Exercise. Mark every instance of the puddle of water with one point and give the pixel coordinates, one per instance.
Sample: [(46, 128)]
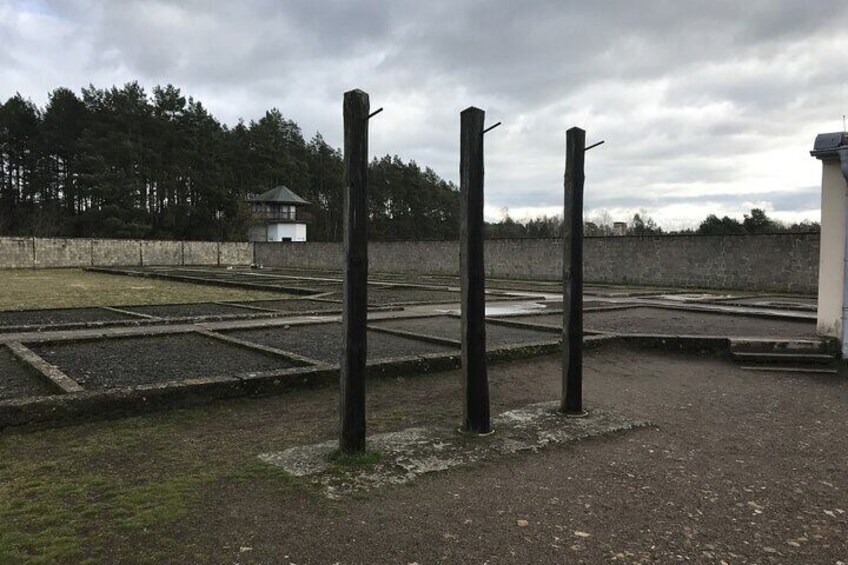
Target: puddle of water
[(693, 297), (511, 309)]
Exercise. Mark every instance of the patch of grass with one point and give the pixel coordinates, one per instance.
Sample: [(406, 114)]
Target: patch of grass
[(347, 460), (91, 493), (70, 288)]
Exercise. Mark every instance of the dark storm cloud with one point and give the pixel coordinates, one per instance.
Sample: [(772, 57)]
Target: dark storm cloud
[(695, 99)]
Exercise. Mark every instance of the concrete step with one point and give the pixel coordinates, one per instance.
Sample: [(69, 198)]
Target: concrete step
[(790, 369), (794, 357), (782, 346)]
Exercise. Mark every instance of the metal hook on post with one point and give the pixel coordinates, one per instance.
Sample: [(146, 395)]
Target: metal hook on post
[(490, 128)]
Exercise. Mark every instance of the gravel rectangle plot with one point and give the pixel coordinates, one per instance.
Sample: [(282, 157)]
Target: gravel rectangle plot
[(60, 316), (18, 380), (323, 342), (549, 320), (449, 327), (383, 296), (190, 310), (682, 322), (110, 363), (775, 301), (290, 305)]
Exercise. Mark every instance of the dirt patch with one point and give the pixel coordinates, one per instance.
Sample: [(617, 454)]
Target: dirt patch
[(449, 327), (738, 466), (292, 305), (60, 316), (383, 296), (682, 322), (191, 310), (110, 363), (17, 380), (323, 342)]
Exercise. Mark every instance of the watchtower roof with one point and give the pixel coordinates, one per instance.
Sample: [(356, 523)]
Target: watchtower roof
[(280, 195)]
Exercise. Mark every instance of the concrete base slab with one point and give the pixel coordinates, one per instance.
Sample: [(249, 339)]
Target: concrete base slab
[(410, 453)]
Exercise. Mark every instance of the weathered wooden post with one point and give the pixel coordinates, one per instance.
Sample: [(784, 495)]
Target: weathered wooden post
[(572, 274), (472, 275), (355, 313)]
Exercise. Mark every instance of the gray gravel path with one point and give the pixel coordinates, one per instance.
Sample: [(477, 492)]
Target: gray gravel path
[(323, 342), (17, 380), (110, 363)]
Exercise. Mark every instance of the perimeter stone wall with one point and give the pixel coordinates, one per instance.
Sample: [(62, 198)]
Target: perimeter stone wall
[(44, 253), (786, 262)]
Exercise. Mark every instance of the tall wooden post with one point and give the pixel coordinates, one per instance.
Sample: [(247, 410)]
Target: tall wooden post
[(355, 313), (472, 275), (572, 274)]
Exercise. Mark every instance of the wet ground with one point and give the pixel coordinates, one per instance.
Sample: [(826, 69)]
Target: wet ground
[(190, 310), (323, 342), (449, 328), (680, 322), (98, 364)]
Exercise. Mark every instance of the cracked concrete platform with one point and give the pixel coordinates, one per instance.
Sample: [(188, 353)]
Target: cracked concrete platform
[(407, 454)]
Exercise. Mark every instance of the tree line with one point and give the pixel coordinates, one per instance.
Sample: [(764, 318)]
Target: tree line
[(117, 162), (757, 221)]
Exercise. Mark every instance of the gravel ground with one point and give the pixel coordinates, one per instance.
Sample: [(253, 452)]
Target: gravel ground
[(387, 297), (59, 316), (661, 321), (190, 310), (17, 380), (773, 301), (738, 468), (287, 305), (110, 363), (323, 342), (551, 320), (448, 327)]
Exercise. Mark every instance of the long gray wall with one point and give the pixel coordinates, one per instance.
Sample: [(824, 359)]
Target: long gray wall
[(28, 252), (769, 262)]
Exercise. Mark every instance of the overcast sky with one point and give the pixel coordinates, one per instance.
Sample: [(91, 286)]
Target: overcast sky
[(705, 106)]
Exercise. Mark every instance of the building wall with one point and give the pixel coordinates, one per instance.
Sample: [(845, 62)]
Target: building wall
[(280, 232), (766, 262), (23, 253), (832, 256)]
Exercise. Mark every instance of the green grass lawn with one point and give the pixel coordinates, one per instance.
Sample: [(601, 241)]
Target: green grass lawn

◆ Written task ◆
Write out all the lines of the rows above as a numbered list, skipping any blank lines and leaving out the pictures.

◆ Solution to this exercise ◆
1. Exercise. Mark every instance of the puddle of water with one point and give the pixel coordinates, one per instance.
2. Sample: [(46, 128)]
3. Target: puddle of water
4. [(693, 297), (511, 309)]
5. Exercise. Mark every instance of the patch of grass with one point and give the pixel coordinates, one per instance.
6. Sample: [(406, 114)]
7. Target: patch of grass
8. [(347, 460), (91, 493), (70, 288)]
9. Exercise. Mark every instance of the dark storm cloud with one point and give the pixel coordinates, one per instance.
10. Sample: [(772, 57)]
11. Target: dark storm cloud
12. [(695, 99)]
13. Exercise. Mark every instance of the concrete step with one point and give the pixel coordinates, one per instance.
14. Sample: [(69, 198)]
15. Target: concrete step
16. [(790, 369), (794, 357), (782, 346)]
17. Exercise. Mark every instance of the metal hook on post with one point and give the pixel coordinates, one per instance.
18. Sample: [(146, 395)]
19. Target: metal hook on post
20. [(490, 128)]
21. Exercise. Mark every instance of the gravel rectangle plot with one point and give the pixel coordinates, one per instance.
22. Sample: [(282, 157)]
23. Target: gravel rectangle plot
24. [(60, 316), (18, 380), (323, 342), (549, 320), (449, 327), (383, 296), (190, 310), (682, 322), (110, 363), (775, 301), (290, 305)]
25. Exercise. Mark every instance of the dirt patch with one point and give the pixel coordinates, one per instance.
26. Sample: [(617, 454)]
27. Target: dirt patch
28. [(449, 327), (738, 466), (292, 305), (60, 316), (383, 296), (682, 322), (191, 310), (110, 363), (17, 380), (323, 342)]
29. Exercise. Mark every instance of the watchtower roof with one point and give the pixel coordinates, one per instance.
30. Sample: [(356, 523)]
31. Target: watchtower roof
32. [(280, 195)]
33. Exercise. Mark every instance of the concrete base slab with one point and give the pixel coordinates, one per instance.
34. Sample: [(249, 339)]
35. Target: concrete base slab
36. [(410, 453)]
37. Exercise. Mark every instance of the weathered wooden post with one point and give the pixel coordinates, one per instance.
38. Sample: [(784, 495)]
39. Target: weathered wooden post
40. [(572, 274), (472, 275), (355, 313)]
41. Exercise. Mark every instance of the gray gravel path with one point and give the pixel coordinates, one per instance.
42. Sample: [(477, 492)]
43. Target: gray gravel path
44. [(323, 342), (17, 380), (110, 363)]
45. Exercise. Mark every instance of the perimeter stone wall with one point and give the pixel coordinates, one per instance.
46. Sample: [(62, 198)]
47. Target: perimeter stone wall
48. [(44, 253), (786, 262)]
49. Exercise. Mark every instance of the tall wooden post with one point and give the pixel coordinates, one per instance.
50. Sample: [(247, 410)]
51. Target: tall wooden post
52. [(355, 313), (472, 275), (572, 274)]
53. Exercise. Mark every instance of the wet ground with one point and give the pixel coordinates, one per instance.
54. Sample: [(826, 69)]
55. Target: wet ground
56. [(190, 310), (323, 342), (449, 328), (680, 322), (98, 364)]
57. Exercise. Mark every instance of the cracked concrete platform with one point and give the pixel coordinates, one per instance.
58. Sample: [(188, 353)]
59. Target: cracked concrete platform
60. [(407, 454)]
61. Exercise. Mark every instance of the tree line with one point and give the pixel coordinates, one per instance.
62. Sample: [(764, 318)]
63. Target: tree line
64. [(117, 162), (757, 221)]
65. Exercise. Mark every instance of the gravel ground with one point and give the pixel coordinates, one per instance.
66. Sample: [(253, 452)]
67. Target: gravel ground
68. [(387, 297), (59, 316), (661, 321), (190, 310), (17, 380), (773, 301), (738, 468), (287, 305), (110, 363), (323, 342), (551, 320), (448, 327)]
69. Exercise. Mark every instance of the long gray wall with one point and give the pixel coordinates, one per instance.
70. Sample: [(824, 359)]
71. Target: long gray wall
72. [(28, 252), (769, 262)]
73. Exercise. Mark every instance of the overcast sky with one point and give the pixel coordinates, one per instance.
74. Sample: [(91, 286)]
75. Target: overcast sky
76. [(705, 106)]
77. Exercise. Mark every instance of the building wall with one point and give the pixel coordinates, one per instance.
78. Sample: [(845, 62)]
79. Target: building wall
80. [(280, 232), (766, 262), (23, 253), (832, 256)]
81. Exercise. Mark every instance of the green grass lawn with one point and give the pixel coordinates, one per instance.
82. Sample: [(601, 241)]
83. Target: green grass lawn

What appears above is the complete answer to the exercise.